Please repeat the lines from the one containing "Where can you spot the boulder" through the one containing "Where can you spot the pandotrip" exactly as they stand, both included.

> **Task input**:
◆ ◆ ◆
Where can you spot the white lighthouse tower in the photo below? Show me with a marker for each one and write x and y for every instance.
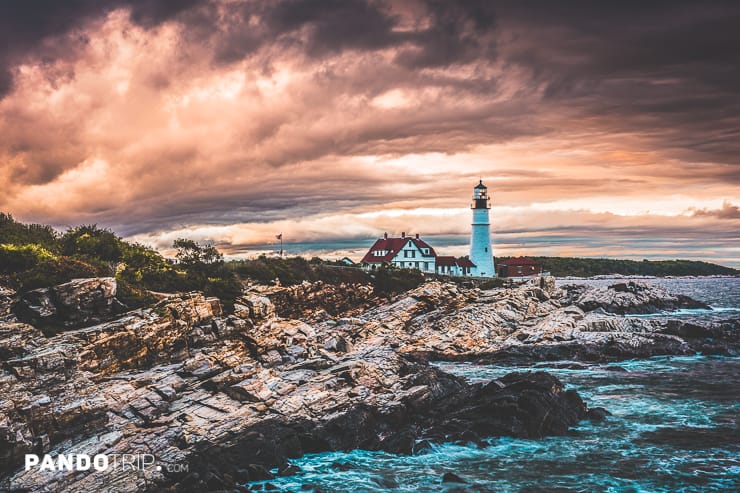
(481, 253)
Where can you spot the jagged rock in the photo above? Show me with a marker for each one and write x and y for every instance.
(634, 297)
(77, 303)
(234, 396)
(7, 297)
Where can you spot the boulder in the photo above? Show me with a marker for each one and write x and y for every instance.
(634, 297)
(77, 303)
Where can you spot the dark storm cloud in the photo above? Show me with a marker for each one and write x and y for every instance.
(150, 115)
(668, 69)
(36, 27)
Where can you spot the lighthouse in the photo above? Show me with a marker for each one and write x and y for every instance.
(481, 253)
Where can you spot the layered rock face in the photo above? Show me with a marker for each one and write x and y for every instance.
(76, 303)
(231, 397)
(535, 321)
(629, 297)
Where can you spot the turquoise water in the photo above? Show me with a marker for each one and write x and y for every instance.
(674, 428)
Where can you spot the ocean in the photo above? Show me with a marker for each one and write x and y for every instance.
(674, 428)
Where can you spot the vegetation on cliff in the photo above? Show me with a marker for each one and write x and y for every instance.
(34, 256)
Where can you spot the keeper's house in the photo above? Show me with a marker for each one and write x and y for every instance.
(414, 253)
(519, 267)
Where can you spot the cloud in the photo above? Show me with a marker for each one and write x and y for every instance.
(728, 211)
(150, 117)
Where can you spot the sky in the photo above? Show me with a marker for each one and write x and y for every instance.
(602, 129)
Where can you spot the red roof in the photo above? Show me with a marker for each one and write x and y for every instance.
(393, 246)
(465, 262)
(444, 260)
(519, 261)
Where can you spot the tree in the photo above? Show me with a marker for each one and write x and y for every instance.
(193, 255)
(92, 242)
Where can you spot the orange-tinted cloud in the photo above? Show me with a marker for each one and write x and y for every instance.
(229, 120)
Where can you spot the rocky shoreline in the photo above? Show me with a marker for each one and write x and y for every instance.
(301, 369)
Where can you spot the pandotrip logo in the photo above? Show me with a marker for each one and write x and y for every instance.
◆ ◆ ◆
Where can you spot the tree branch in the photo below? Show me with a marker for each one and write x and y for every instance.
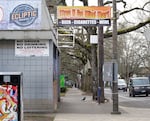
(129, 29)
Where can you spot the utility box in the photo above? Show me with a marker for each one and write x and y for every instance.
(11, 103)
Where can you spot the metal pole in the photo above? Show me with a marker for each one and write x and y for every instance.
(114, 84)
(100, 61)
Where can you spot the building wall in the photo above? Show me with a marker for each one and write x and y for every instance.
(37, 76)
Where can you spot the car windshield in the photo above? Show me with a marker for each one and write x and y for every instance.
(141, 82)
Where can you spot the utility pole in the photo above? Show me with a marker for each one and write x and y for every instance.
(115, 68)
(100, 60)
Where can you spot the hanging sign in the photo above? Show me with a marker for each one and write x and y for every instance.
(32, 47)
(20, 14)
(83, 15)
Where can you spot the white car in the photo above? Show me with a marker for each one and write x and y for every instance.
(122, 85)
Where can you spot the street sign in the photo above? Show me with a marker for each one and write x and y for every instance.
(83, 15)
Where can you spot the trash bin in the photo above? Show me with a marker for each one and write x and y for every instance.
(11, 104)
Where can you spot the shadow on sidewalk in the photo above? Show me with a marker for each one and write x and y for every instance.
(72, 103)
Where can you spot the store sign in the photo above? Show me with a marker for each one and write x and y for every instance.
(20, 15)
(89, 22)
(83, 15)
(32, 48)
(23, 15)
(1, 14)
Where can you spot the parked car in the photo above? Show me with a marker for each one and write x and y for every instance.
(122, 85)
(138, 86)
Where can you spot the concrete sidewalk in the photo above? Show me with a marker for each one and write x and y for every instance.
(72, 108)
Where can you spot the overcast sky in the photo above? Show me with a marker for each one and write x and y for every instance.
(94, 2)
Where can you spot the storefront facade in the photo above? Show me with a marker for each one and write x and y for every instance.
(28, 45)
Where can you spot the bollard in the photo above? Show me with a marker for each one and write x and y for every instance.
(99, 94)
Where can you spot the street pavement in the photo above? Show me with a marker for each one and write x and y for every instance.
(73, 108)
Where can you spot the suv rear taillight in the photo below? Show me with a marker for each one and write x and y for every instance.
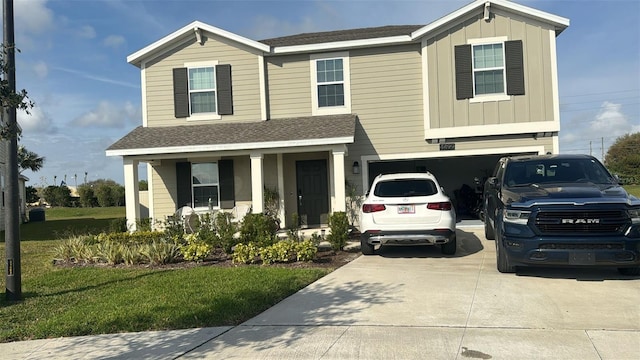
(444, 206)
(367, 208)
◆ ◆ ◆
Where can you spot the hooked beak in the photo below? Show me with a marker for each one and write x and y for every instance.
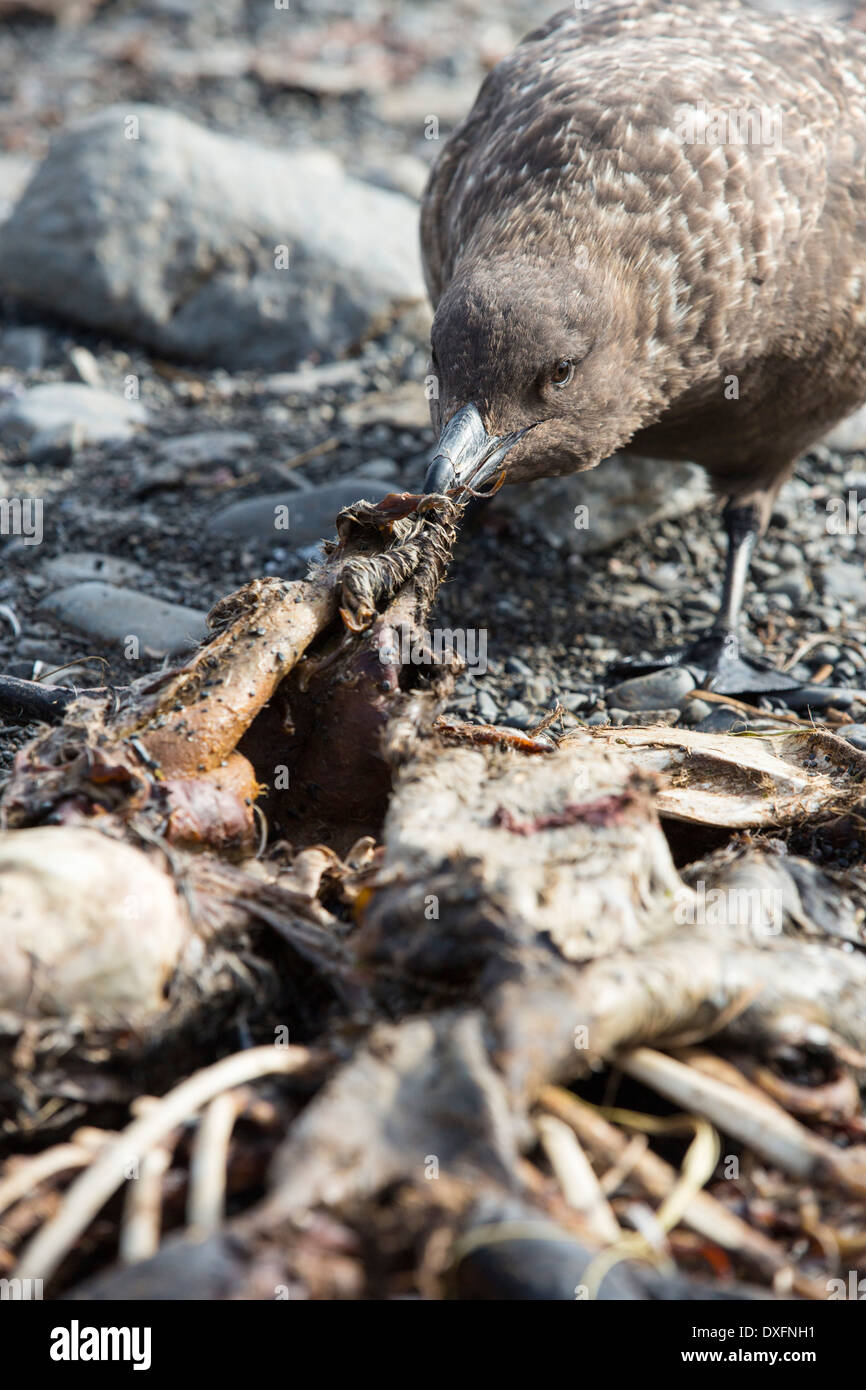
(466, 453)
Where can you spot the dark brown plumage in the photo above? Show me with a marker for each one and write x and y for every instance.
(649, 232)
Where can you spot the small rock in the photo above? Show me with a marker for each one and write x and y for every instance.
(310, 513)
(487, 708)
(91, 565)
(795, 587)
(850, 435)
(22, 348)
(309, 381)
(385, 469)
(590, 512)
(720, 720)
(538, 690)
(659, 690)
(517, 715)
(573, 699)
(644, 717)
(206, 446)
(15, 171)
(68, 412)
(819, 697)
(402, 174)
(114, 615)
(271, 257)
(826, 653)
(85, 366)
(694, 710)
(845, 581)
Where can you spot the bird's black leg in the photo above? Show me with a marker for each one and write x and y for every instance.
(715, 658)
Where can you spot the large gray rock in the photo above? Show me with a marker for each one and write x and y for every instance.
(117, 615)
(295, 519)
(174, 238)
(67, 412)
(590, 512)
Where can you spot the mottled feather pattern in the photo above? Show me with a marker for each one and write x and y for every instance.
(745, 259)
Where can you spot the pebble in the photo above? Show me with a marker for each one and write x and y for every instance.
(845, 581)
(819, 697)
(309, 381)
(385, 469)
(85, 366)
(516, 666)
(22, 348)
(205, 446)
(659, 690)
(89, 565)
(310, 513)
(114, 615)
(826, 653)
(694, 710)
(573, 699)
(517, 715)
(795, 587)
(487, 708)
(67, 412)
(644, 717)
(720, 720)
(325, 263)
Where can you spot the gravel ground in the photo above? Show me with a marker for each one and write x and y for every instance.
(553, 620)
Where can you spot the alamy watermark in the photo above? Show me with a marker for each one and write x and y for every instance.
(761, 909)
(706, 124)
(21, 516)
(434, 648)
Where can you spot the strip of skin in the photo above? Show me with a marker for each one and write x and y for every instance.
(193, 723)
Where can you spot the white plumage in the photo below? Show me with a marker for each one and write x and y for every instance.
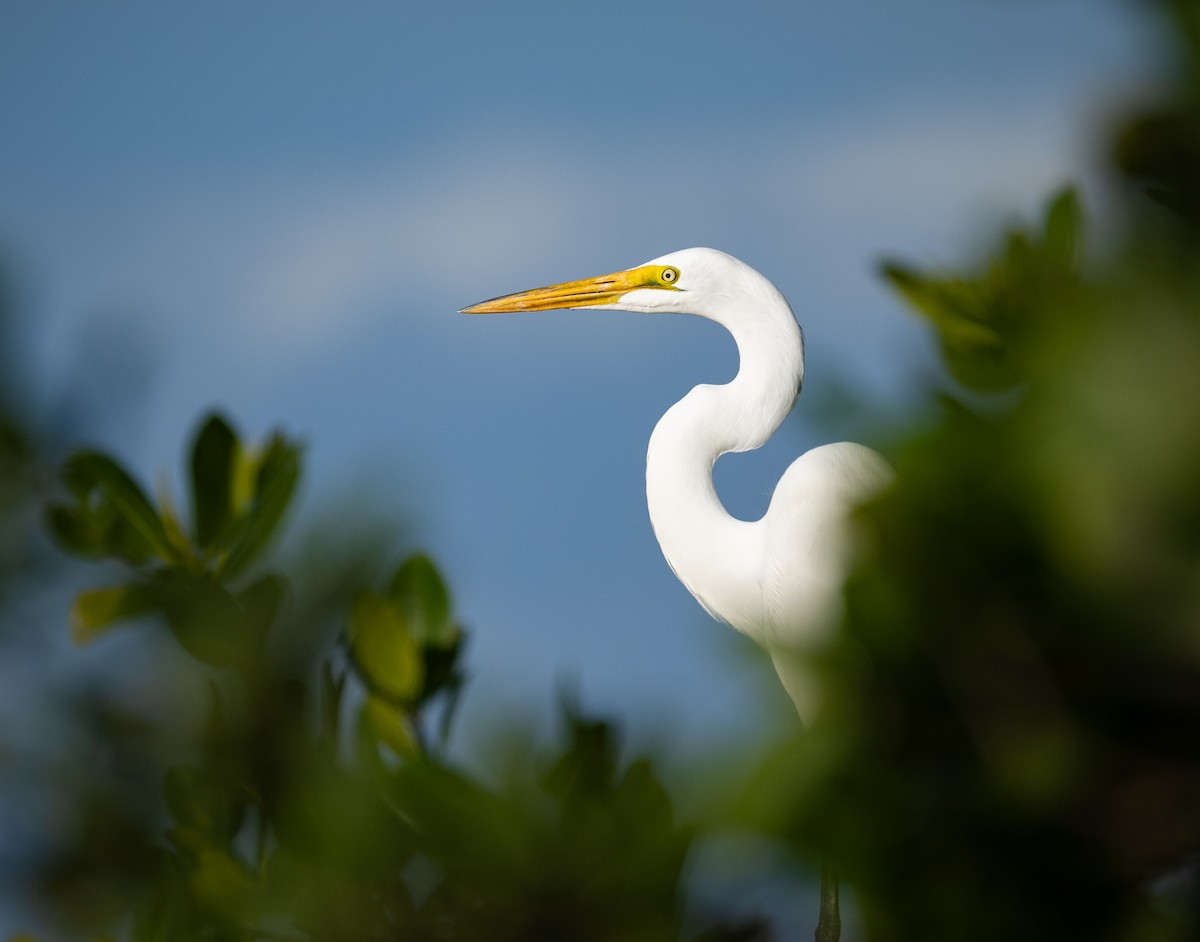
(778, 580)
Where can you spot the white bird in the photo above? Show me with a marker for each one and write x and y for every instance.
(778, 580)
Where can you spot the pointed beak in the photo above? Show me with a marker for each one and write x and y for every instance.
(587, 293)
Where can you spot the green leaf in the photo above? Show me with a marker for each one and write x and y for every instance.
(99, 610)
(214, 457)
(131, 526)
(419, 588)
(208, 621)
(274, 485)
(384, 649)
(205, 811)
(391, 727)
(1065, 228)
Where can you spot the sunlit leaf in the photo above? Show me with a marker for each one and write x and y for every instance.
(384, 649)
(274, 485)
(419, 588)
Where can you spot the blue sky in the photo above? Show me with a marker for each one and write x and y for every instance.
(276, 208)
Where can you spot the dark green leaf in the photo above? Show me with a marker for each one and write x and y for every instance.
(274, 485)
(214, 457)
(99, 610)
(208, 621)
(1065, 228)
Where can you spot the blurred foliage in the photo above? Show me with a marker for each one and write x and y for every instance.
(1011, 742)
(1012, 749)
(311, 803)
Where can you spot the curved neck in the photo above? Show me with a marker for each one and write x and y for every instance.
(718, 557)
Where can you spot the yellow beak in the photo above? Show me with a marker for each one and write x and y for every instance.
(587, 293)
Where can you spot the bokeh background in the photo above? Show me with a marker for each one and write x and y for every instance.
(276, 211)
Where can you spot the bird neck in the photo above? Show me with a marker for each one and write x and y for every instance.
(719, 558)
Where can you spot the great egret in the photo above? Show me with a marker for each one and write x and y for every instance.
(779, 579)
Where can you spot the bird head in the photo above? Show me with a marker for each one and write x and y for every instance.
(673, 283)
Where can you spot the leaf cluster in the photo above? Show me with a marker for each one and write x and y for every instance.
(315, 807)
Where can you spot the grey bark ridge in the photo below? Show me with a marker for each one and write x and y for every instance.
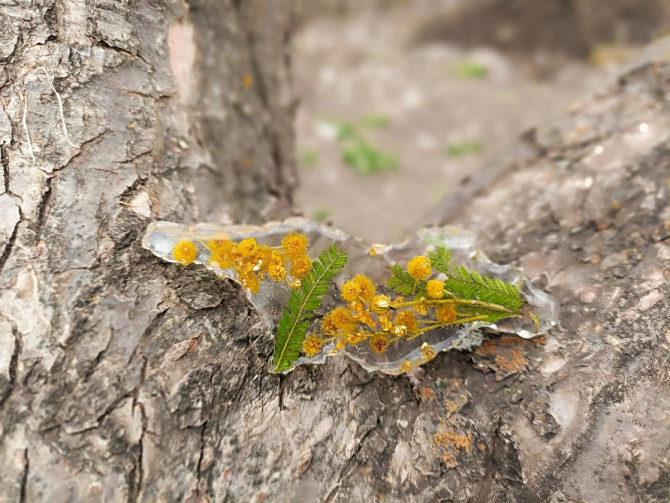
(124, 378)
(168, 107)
◆ ◆ ◆
> **Correct output**:
Where can you spot the boulder in the photo above? Show me with a marker for each one and write x and y for every instance.
(634, 297)
(77, 303)
Where can you spot the dark storm cloud in the photo above? Show me with a marker for each one and write x and y for every instance.
(150, 115)
(668, 69)
(36, 27)
Where can you spot the lighthouse in the photo above? Show me with a marker for each one and write x and y for every instance.
(481, 253)
Where can you spot the layered rock face in the photo above? Show me with a marker for each one and write x and y for every instance.
(76, 303)
(231, 397)
(535, 321)
(629, 297)
Where can you spot the turquoise water in the photo above? Show me with a marker for each one and write x and y for every instance.
(674, 428)
Where can you spot the ocean in the photo above? Show me with a marker for each one and write x and y for every instance.
(674, 428)
Where can you spot the vegetation on cliff in the photo above? Show me with a marker for each one and write x and y for every instance.
(34, 256)
Where can you spot the keeper's house in the photo above? Show me with a marker for each one and write x and y for every instance.
(414, 253)
(519, 267)
Where can you spot the cloud in the photo above? Show me with a marker for each one and write x and y for every instance.
(728, 211)
(150, 117)
Where can you spot the sky in the photo above? Show me with a marker for each one and write x and y for every instance.
(602, 129)
Where can you spot the red roof in the photo above? Show me with a marker for each one and write x and y for every instance.
(393, 246)
(465, 262)
(444, 260)
(519, 261)
Where can you spot the tree in the photo above? Show me with a marker for each one and write x and y for every instance.
(193, 255)
(92, 242)
Where can you spot the orange-tinted cloud in the photo above? Show me with a marker for each one and write x and y for every instance.
(229, 120)
Where can you spot the rocky shoreline in the photo above? Show me with a marker for each one and write x and y for every instance.
(301, 369)
Where can you spot the pandotrip logo in the photo above? Show me with a marker for each one and write x and y for every instance.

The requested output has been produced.